Exercise objective -
Change every occurrence of "Target" in the entries below to "Label", and reproduce all of the entries with everything else left as it is.

____ The input

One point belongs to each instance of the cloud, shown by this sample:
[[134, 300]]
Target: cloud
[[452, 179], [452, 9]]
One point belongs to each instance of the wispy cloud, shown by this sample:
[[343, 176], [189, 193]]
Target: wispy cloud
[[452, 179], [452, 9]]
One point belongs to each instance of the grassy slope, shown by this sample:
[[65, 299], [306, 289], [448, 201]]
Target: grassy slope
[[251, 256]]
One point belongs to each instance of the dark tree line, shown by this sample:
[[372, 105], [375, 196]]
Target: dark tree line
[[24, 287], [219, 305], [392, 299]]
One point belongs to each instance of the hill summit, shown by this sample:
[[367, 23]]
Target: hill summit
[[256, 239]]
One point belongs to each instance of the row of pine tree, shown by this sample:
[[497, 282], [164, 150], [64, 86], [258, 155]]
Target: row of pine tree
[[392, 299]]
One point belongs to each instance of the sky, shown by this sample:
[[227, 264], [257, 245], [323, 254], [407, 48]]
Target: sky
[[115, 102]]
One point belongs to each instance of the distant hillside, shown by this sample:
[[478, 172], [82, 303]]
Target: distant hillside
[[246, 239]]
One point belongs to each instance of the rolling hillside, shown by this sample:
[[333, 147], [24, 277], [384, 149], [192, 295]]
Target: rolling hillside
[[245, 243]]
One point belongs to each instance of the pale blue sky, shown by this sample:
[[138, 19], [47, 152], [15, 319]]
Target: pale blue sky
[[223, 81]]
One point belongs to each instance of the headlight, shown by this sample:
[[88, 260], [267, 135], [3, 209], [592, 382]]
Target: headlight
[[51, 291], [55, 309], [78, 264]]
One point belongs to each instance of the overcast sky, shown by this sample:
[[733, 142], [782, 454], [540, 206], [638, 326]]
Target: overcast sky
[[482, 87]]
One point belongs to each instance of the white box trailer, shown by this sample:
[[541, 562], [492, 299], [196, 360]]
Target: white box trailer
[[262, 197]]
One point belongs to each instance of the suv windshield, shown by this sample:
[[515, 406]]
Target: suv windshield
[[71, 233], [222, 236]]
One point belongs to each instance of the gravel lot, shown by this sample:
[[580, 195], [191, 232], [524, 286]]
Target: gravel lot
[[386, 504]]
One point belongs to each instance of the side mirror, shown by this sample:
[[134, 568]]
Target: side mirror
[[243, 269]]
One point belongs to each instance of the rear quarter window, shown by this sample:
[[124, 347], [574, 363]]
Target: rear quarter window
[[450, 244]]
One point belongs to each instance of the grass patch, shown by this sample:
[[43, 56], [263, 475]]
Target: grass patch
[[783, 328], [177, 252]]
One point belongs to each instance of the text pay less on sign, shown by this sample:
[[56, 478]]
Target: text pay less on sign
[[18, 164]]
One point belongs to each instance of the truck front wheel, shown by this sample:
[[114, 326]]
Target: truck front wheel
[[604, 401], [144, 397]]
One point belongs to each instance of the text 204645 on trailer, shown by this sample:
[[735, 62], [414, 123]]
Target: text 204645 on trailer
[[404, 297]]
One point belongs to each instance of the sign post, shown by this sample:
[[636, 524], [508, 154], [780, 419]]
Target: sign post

________

Solution to this problem -
One point belongs to each instance of the cloud, shown by this sample:
[[134, 300]]
Label: cloud
[[452, 179], [452, 9]]
One point belongs to each instance of the wispy cloud, shown by this sample:
[[343, 176], [189, 193]]
Label: wispy cloud
[[452, 179], [452, 9]]
One point belongs to each instance of the grassy slope, shown by this sample:
[[65, 299], [306, 289], [448, 201]]
Label: grassy slope
[[251, 256]]
One point belongs to each instance of the dark tree line, shown by this sample:
[[372, 105], [375, 196]]
Label: dark tree line
[[24, 287], [219, 305], [392, 299]]
One point belongs to each instance of the hill summit, shown by this sample:
[[367, 23]]
Label: hill summit
[[256, 239]]
One point belongs to each instance of the row of pine tree, shown by this sample:
[[497, 282], [164, 150], [64, 86], [258, 155]]
Label: row of pine tree
[[392, 299]]
One point belongs to each instance of the sky, shown by this sample:
[[227, 264], [257, 245], [323, 254], [407, 48]]
Label: sky
[[115, 102]]
One point belongs to each instance of the distant hillside, shown by this sample:
[[478, 172], [82, 303]]
Label: distant hillside
[[246, 239]]
One point belongs to each instance of the rolling hillside, shown by this sample:
[[333, 147], [24, 277], [384, 149], [192, 295]]
Label: rolling hillside
[[245, 243]]
One point belongs to each instance of the pale blue sky, shown by this sample:
[[138, 19], [47, 152], [15, 319]]
Label: pale blue sky
[[223, 81]]
One point belongs to each instance of the headlight, shown by this sample:
[[88, 260], [267, 135], [3, 209], [592, 382]]
Label: headlight
[[51, 291], [55, 309], [78, 264]]
One point belongs to each instance of the overcast sky, shown by this sample:
[[733, 142], [782, 454], [540, 206], [638, 326]]
Label: overcast sky
[[482, 87]]
One point belongs to each instance of the white box trailer, shown by this sample:
[[541, 562], [492, 299], [196, 360]]
Label: white box trailer
[[262, 197]]
One point belongs to each instance of the suv windshield, shown by this sample:
[[515, 406]]
Label: suv windshield
[[71, 233], [222, 236]]
One point belongs to each instance of the gravel lot, shown by this sample:
[[580, 195], [191, 232], [524, 286]]
Label: gravel lot
[[386, 504]]
One point belongs to each instance of the side mirror, shown by this sample:
[[134, 568]]
Label: side mirror
[[243, 269]]
One point belongs to each instance of the rear quarter window, shown by this sample:
[[124, 347], [574, 363]]
Label: rear quarter window
[[450, 244]]
One point belongs to each instance of the grass patch, shown by this sample:
[[43, 56], [263, 475]]
Label: grass patch
[[783, 328], [177, 252]]
One point belongs to each instance of the text pay less on sign, shown by this sample:
[[56, 478]]
Label: text pay less on sign
[[18, 164]]
One point belongs to each instance of the truck front wheel, shown by this sample:
[[114, 326]]
Label: truck front wheel
[[604, 401], [144, 397]]
One point belongs to each instance of the text 204645 on trailer, shown by this sample:
[[735, 62], [414, 123]]
Label: text 204645 on trailer
[[404, 297]]
One point belongs to each instance of the sign post, shown by this sample:
[[636, 524], [508, 154], [780, 419]]
Label: sign post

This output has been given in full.